So we should manage Yellowstone Park like a RANCH?
Can you say: clueless?
Good.
So you'd like the Feds managing things. Perhaps you should ask some WY ranchers about that. The ones who had APHIS show up at their gates telling them they were ready to bleed their herds? That didn't go over very well at all down there.
Good luck with that.
Have you met Arnold Gertonson, APHIS Head of Veterinary Services, and former MT State Vet?
We're talking the sort of blind arrogance that thinks they can come in and eradicate the wildlife of Yellowstone Park, in order to "protect" a few dozen cows.
But hey, if you want to turn global public opinion overwhelmingly against your industry, be my guest.
Or, you could have the foresight to see that a few buffalo outside Yellowstone could be an huge money-producing asset to our state, and assertions that it will be the death of the cattle industry are patently ludicrous. All illusions are eventually revealed, remember?
But no, all APHIS has to do is rattle the "we'll pull your status!" saber, and suddenly it's the end of the world as we know it.
Hysteria does not become you, Sam. You're smarter than that.
I am trying to keep APHIS from showing up on my doorstep to bleed my cattle. You obviously want to see APHIS show up and devastate the cattle industry in Montana. That's what will happen if Bison are allowed to run free from the Park into Montana. Might not happen right away but given enough time it will.
I just want the Government to take responsibility for thier problem, the bison of the Park. There is work going on in that direction as seen here:
http://www.ars.usda.gov/is/AR/archive/jun06/cattle0606.htm
but they need to own up to the situation and admit it's thier fault and that the cattle producers of Montana have every right to be scared. Fix the problem with brucellosis and I have no problem with the Bison coming out of the park into Montana. As long as APHIS is holding the "saber" over our heads, can you blame us for our reaction?
It behooves certain interests to perpetuate the idea that if buffalo set foot outside Yellowstone that Montana's cattle industry is certain to suffer loss of B-free status.
You ranch in a big chunk of country. I pass through the vicinity occasionally, heading a bit further east to where the deer live a bit longer. This area adjacent to Yellowstone we're talking about is quite a bit bigger, and a hell of a lot more mountainous, with basically next to no cattle at all.
And if you're talking about the time frame the Governor is considering, you can just about count them on the fingers of a careless butcher! Essentially none. Very damn few, at least.
Those people have the right to raise zebras, as far as I'm concerned, but I daresay it borders on obstinance (a valuable quality in ag oftimes) to turn down twice the money you could conceiveably make with cows, and you could still have, say, horses. With which one might actually turn a buck also. And if one must have cows; Buffalo Fence.

◇ ◇ ◇ ◇ ◇ ◇ ◇

> **Problem to solve**
Summarize this exchange about Yellowstone bison in two sentences. The records come from a different source than the text.

> **Record extracts**
◇ ◇ ◇ ◇ ◇ ◇ ◇

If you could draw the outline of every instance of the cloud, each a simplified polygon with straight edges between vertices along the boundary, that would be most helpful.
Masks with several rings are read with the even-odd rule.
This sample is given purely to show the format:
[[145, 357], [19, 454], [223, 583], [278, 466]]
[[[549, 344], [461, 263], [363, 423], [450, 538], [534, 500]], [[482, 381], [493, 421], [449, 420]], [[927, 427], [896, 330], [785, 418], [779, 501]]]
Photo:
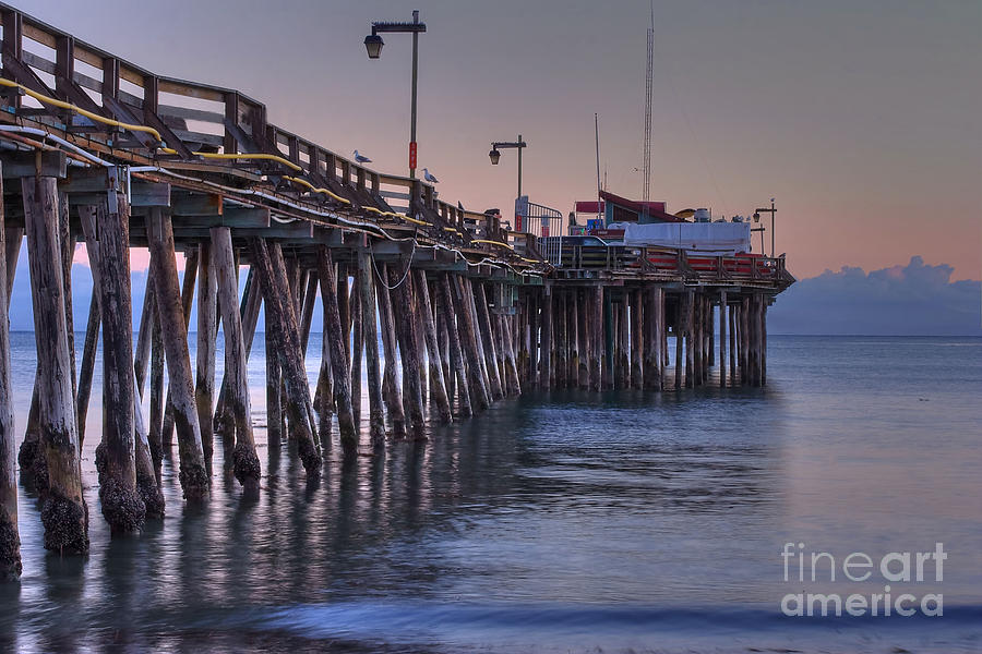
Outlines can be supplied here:
[[865, 272], [843, 267], [803, 279], [768, 311], [771, 334], [982, 336], [982, 282], [950, 281], [954, 268], [913, 256]]
[[[181, 262], [182, 264], [183, 262]], [[87, 262], [76, 253], [72, 266], [74, 327], [85, 329], [92, 293]], [[777, 298], [768, 310], [770, 334], [873, 335], [873, 336], [982, 336], [982, 282], [950, 281], [953, 267], [929, 266], [920, 256], [906, 266], [864, 271], [847, 266], [838, 272], [826, 270], [803, 279]], [[133, 325], [140, 324], [140, 311], [146, 288], [147, 270], [131, 272]], [[239, 280], [242, 291], [246, 276]], [[191, 330], [196, 311], [192, 310]], [[10, 328], [34, 330], [26, 247], [17, 261], [16, 279], [11, 293]], [[311, 329], [322, 328], [321, 312], [315, 311]], [[263, 329], [260, 318], [259, 330]]]

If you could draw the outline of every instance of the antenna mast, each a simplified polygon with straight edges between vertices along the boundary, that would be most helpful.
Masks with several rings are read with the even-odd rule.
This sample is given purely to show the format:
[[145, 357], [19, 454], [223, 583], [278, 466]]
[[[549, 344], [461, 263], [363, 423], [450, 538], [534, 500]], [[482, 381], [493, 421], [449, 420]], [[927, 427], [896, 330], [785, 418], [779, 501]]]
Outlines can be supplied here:
[[600, 203], [603, 202], [603, 198], [600, 197], [600, 119], [596, 113], [594, 113], [594, 138], [597, 143], [597, 219], [600, 219]]
[[651, 198], [651, 93], [655, 73], [655, 2], [651, 2], [651, 26], [648, 27], [648, 70], [645, 77], [645, 165], [644, 187], [642, 198], [645, 202], [644, 213], [648, 213], [647, 203]]

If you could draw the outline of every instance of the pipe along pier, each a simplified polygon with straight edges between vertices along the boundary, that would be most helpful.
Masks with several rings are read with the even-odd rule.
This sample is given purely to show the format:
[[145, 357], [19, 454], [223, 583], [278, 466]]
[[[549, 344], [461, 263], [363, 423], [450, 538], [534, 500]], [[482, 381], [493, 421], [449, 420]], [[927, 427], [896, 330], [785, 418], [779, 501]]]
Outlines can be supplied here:
[[[26, 239], [37, 342], [26, 425], [15, 425], [0, 320], [3, 577], [21, 571], [17, 467], [40, 499], [45, 547], [87, 552], [84, 438], [100, 438], [99, 505], [113, 533], [164, 514], [159, 472], [175, 447], [187, 501], [209, 494], [216, 439], [228, 460], [215, 468], [258, 492], [246, 368], [256, 337], [267, 438], [296, 441], [312, 477], [332, 441], [381, 455], [428, 422], [468, 420], [525, 389], [766, 383], [767, 305], [793, 282], [783, 258], [571, 245], [550, 263], [532, 234], [276, 126], [242, 93], [156, 75], [2, 4], [0, 23], [0, 306]], [[76, 364], [77, 243], [94, 293]], [[135, 334], [134, 247], [149, 251]], [[100, 435], [84, 431], [99, 335]]]

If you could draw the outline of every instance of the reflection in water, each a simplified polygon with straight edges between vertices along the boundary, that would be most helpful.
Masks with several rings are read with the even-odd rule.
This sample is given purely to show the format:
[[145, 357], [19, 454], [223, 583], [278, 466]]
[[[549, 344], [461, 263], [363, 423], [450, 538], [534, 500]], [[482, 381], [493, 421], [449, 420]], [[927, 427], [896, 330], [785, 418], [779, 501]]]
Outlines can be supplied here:
[[[384, 457], [345, 458], [335, 446], [314, 483], [294, 444], [270, 447], [259, 429], [256, 497], [243, 497], [223, 473], [216, 443], [209, 504], [181, 501], [168, 460], [167, 517], [131, 537], [110, 538], [99, 517], [88, 443], [92, 554], [46, 554], [37, 508], [22, 494], [24, 578], [0, 589], [0, 646], [607, 652], [791, 643], [814, 651], [833, 639], [845, 649], [945, 642], [947, 651], [968, 650], [980, 638], [971, 597], [982, 516], [945, 480], [961, 492], [972, 480], [979, 491], [966, 471], [980, 457], [971, 435], [953, 429], [942, 446], [921, 425], [978, 414], [974, 400], [954, 390], [935, 396], [919, 409], [930, 414], [898, 426], [900, 391], [866, 390], [882, 386], [867, 378], [867, 362], [848, 358], [830, 386], [821, 362], [828, 348], [849, 346], [822, 346], [774, 338], [766, 391], [528, 395], [433, 427], [424, 443], [393, 444]], [[869, 352], [862, 343], [852, 354]], [[250, 365], [262, 370], [261, 355]], [[982, 379], [980, 366], [958, 370]], [[858, 393], [863, 405], [848, 409]], [[258, 411], [263, 399], [253, 398]], [[98, 433], [97, 423], [89, 429]], [[935, 447], [932, 465], [947, 473], [930, 488], [894, 476], [889, 493], [945, 498], [945, 516], [929, 502], [898, 528], [888, 502], [867, 498], [850, 512], [814, 501], [829, 494], [815, 470], [859, 485], [895, 471], [898, 460], [915, 467], [925, 439]], [[853, 521], [866, 531], [837, 528]], [[788, 537], [873, 552], [945, 540], [953, 552], [946, 621], [782, 618], [778, 603], [789, 591], [778, 553]]]

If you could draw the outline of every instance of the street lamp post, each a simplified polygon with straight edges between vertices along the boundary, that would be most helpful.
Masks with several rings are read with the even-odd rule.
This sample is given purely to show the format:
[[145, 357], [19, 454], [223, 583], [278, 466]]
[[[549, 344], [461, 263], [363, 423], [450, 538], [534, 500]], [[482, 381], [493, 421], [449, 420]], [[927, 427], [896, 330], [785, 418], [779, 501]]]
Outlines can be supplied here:
[[507, 148], [517, 148], [518, 150], [518, 197], [522, 197], [522, 149], [528, 147], [528, 144], [522, 141], [522, 134], [518, 134], [518, 141], [495, 141], [491, 144], [491, 152], [488, 153], [488, 156], [491, 157], [491, 165], [498, 166], [498, 161], [501, 160], [501, 153], [499, 150], [507, 149]]
[[372, 23], [372, 33], [364, 37], [364, 49], [369, 59], [379, 59], [382, 55], [382, 46], [385, 41], [379, 36], [380, 32], [407, 33], [412, 35], [412, 100], [409, 109], [409, 178], [416, 179], [416, 82], [419, 62], [419, 35], [427, 31], [427, 24], [419, 22], [419, 10], [412, 11], [411, 23], [388, 23], [375, 21]]

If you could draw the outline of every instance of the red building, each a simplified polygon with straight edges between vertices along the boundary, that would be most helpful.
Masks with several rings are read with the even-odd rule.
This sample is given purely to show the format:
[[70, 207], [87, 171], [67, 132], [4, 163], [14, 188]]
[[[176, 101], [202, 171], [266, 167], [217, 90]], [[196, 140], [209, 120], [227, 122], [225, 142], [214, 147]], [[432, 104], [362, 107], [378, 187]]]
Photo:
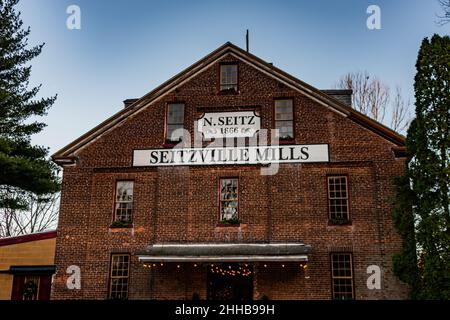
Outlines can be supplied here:
[[230, 43], [126, 100], [53, 155], [52, 298], [406, 298], [390, 205], [405, 141], [350, 101]]

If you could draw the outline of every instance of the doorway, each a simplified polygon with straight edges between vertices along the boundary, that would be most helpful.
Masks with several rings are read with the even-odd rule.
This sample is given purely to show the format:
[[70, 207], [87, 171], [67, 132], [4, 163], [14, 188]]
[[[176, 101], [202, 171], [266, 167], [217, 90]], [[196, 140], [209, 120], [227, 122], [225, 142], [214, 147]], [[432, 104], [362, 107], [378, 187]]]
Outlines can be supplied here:
[[237, 263], [208, 267], [208, 300], [253, 300], [253, 267]]
[[52, 275], [14, 275], [11, 300], [50, 300]]

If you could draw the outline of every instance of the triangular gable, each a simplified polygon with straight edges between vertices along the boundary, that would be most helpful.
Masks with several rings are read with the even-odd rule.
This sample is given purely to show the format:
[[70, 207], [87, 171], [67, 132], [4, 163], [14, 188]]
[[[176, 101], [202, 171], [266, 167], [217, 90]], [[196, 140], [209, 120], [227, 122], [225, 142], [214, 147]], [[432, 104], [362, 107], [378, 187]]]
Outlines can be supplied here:
[[155, 103], [166, 94], [175, 90], [177, 87], [183, 85], [192, 77], [201, 73], [227, 54], [233, 55], [239, 60], [258, 69], [260, 72], [263, 72], [264, 74], [275, 78], [277, 81], [282, 82], [286, 86], [301, 92], [303, 95], [309, 97], [317, 103], [377, 133], [378, 135], [394, 143], [398, 147], [405, 146], [405, 138], [392, 129], [354, 110], [350, 106], [345, 105], [341, 101], [327, 95], [321, 90], [314, 88], [313, 86], [301, 81], [300, 79], [297, 79], [292, 75], [274, 67], [272, 64], [265, 62], [255, 55], [242, 50], [241, 48], [235, 46], [230, 42], [227, 42], [185, 69], [184, 71], [167, 80], [148, 94], [144, 95], [140, 99], [137, 99], [127, 108], [120, 110], [72, 143], [57, 151], [52, 156], [52, 159], [60, 164], [71, 163], [79, 150], [86, 147], [92, 141], [98, 139], [103, 134], [109, 132], [117, 125], [122, 124], [125, 120], [133, 117], [152, 103]]

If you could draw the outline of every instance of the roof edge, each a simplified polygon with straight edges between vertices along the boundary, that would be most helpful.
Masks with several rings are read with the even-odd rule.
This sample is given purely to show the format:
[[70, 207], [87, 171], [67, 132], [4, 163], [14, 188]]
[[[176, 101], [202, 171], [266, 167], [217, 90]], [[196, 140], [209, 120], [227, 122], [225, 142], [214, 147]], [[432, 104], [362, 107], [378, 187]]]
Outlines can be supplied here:
[[56, 238], [56, 236], [57, 236], [57, 230], [51, 230], [51, 231], [38, 232], [38, 233], [32, 233], [32, 234], [25, 234], [25, 235], [15, 236], [15, 237], [1, 238], [0, 239], [0, 247], [9, 246], [9, 245], [13, 245], [13, 244], [19, 244], [19, 243], [25, 243], [25, 242], [31, 242], [31, 241], [52, 239], [52, 238]]
[[[273, 66], [273, 64], [267, 63], [266, 61], [262, 60], [261, 58], [253, 55], [252, 53], [249, 53], [238, 46], [232, 44], [231, 42], [226, 42], [213, 52], [209, 53], [208, 55], [204, 56], [194, 64], [190, 65], [183, 71], [179, 72], [178, 74], [171, 77], [169, 80], [163, 82], [161, 85], [156, 87], [154, 90], [150, 91], [149, 93], [145, 94], [141, 98], [137, 99], [135, 102], [131, 103], [127, 108], [119, 110], [117, 113], [112, 115], [111, 117], [107, 118], [105, 121], [101, 122], [85, 134], [81, 135], [79, 138], [73, 140], [71, 143], [66, 145], [65, 147], [61, 148], [57, 152], [55, 152], [51, 158], [53, 161], [55, 161], [58, 164], [61, 165], [67, 165], [67, 164], [73, 164], [74, 163], [74, 157], [73, 153], [76, 152], [79, 148], [83, 147], [85, 144], [89, 143], [93, 139], [96, 139], [98, 136], [106, 132], [111, 126], [116, 125], [122, 121], [125, 121], [126, 118], [129, 115], [132, 115], [134, 112], [138, 111], [139, 109], [145, 107], [148, 105], [149, 99], [152, 98], [157, 99], [158, 97], [164, 95], [168, 91], [170, 91], [174, 86], [176, 86], [183, 77], [189, 77], [192, 73], [195, 74], [197, 69], [201, 69], [202, 66], [207, 64], [209, 60], [214, 60], [214, 57], [218, 55], [223, 55], [230, 50], [234, 51], [234, 53], [237, 53], [240, 58], [242, 59], [248, 59], [248, 60], [254, 60], [254, 62], [260, 64], [264, 69], [266, 69], [266, 72], [271, 72], [273, 76], [276, 77], [283, 77], [288, 79], [292, 85], [296, 86], [298, 90], [305, 91], [308, 94], [310, 94], [315, 99], [318, 99], [321, 103], [329, 105], [331, 108], [335, 109], [337, 112], [341, 112], [344, 115], [348, 116], [351, 120], [363, 125], [367, 129], [370, 129], [371, 131], [381, 135], [385, 139], [393, 142], [394, 144], [397, 144], [398, 146], [404, 146], [405, 145], [405, 137], [400, 135], [399, 133], [395, 132], [394, 130], [384, 126], [383, 124], [379, 123], [378, 121], [375, 121], [368, 116], [356, 111], [350, 106], [347, 106], [343, 102], [339, 101], [338, 99], [330, 96], [325, 91], [327, 90], [320, 90], [317, 89], [308, 83], [290, 75], [289, 73]], [[223, 52], [222, 52], [223, 51]], [[181, 80], [182, 81], [182, 80]], [[106, 128], [108, 125], [110, 127]], [[95, 135], [95, 137], [90, 138], [90, 136]], [[87, 141], [85, 141], [87, 140]], [[75, 150], [74, 150], [75, 149]], [[69, 154], [67, 154], [69, 152]]]

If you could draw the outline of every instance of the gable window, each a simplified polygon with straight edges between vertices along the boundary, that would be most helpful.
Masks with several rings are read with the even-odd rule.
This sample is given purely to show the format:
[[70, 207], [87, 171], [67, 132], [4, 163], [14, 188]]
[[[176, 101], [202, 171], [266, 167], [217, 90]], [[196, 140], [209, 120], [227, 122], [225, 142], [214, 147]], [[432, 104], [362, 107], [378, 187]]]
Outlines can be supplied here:
[[294, 139], [294, 110], [292, 99], [275, 100], [275, 129], [280, 140]]
[[111, 256], [110, 270], [108, 297], [110, 299], [127, 299], [130, 277], [130, 255], [113, 254]]
[[183, 138], [184, 104], [170, 103], [167, 105], [166, 142], [177, 143]]
[[353, 299], [353, 266], [351, 253], [331, 254], [333, 299]]
[[220, 65], [220, 91], [237, 92], [238, 75], [237, 64]]
[[220, 179], [220, 222], [237, 224], [238, 217], [238, 179]]
[[116, 182], [113, 226], [127, 226], [133, 221], [133, 181]]
[[348, 210], [348, 178], [347, 176], [329, 176], [328, 208], [332, 224], [345, 224], [350, 220]]

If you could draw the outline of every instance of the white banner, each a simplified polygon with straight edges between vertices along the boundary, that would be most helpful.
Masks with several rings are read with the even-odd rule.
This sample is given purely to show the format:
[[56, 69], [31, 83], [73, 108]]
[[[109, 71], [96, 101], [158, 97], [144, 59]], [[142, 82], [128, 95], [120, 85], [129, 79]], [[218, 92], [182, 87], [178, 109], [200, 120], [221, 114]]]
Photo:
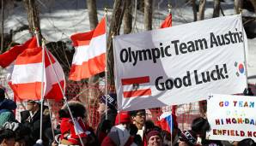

◇ ◇ ◇ ◇ ◇ ◇ ◇

> **Solution below**
One participant mocks the idea of managing Yellowstone like a ranch, condemns the arrogance of wanting to eradicate the park's wildlife to protect a few dozen cows, and argues that buffalo outside the park could be a huge money-producing asset to the state. Another, who raises cattle, fears that APHIS will come to bleed Montana herds if bison run free from the park, and wants the government to fix the brucellosis problem before bison leave the park.